• Your instructions
Please answer these questions about the article on fungal cell walls:
(a) What nickname has the drug Amphotericin been given?
(b) Which three pathogenic cousins of yeast does the article name?
(c) What has a pharmaceutical company licensed?

Top of Text shown

The Genetic Journey: Following DNA from Cell to Society

The Genetic Journey: Following DNA from Cell to Society

Page 4

By Brian W. Simpson

And the Walls Come Tumbling Down
People with immune systems compromised by HIV, cancer therapy or an organ transplant have two potentially lethal enemies: 1) opportunistic fungal infections; and 2) the drugs used against them. One such drug, Amphotericin, is known as "Amphoterrible" because the dose needed to kill the fungal infection is just short of lethal for the patient. Molecular geneticist David Levin has uncovered a weakness in yeast that may result in new, less-terrible drugs. Like its pathogenic cousins Candida, Aspergillus and Cryptococcus, yeast must carefully maintain cell wall integrity as it grows. Levin has found proteins needed to build strong walls. Disrupt a few proteins, and the cellular walls will come tumbling down. A pharmaceutical company has licensed one of his discoveries and is evaluating drug compounds that could help save the thousands of people who die every year from fungal infections.

Bottom of Text shown
Top of Record extracts

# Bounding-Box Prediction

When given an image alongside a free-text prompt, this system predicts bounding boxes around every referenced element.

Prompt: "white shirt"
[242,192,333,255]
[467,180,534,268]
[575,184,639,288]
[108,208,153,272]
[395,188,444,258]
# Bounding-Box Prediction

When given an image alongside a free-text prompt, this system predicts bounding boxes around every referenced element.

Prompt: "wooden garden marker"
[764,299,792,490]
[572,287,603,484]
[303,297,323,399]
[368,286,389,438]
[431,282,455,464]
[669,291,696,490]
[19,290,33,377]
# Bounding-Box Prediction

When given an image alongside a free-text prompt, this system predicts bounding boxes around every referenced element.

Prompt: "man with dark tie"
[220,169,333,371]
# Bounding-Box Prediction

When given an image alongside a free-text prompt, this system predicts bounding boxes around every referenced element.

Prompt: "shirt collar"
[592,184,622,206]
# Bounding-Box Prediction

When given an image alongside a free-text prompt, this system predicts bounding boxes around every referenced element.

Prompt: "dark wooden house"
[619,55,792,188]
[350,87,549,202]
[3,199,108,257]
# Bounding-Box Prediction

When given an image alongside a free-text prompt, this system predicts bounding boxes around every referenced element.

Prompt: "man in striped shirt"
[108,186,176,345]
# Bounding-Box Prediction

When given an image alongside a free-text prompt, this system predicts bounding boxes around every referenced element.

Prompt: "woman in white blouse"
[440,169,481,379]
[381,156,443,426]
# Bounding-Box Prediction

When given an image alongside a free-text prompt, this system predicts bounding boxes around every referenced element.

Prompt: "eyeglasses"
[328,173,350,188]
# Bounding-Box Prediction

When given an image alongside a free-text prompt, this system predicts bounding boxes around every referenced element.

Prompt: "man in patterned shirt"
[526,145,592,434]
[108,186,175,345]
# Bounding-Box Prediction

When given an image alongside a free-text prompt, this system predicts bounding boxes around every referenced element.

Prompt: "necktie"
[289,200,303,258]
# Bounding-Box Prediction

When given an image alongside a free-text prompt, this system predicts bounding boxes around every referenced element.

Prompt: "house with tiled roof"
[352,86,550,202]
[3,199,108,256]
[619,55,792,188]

Bottom of Record extracts

• Solution for this task
(a) "Amphoterrible"
(b) Candida, Aspergillus and Cryptococcus
(c) One of David Levin's discoveries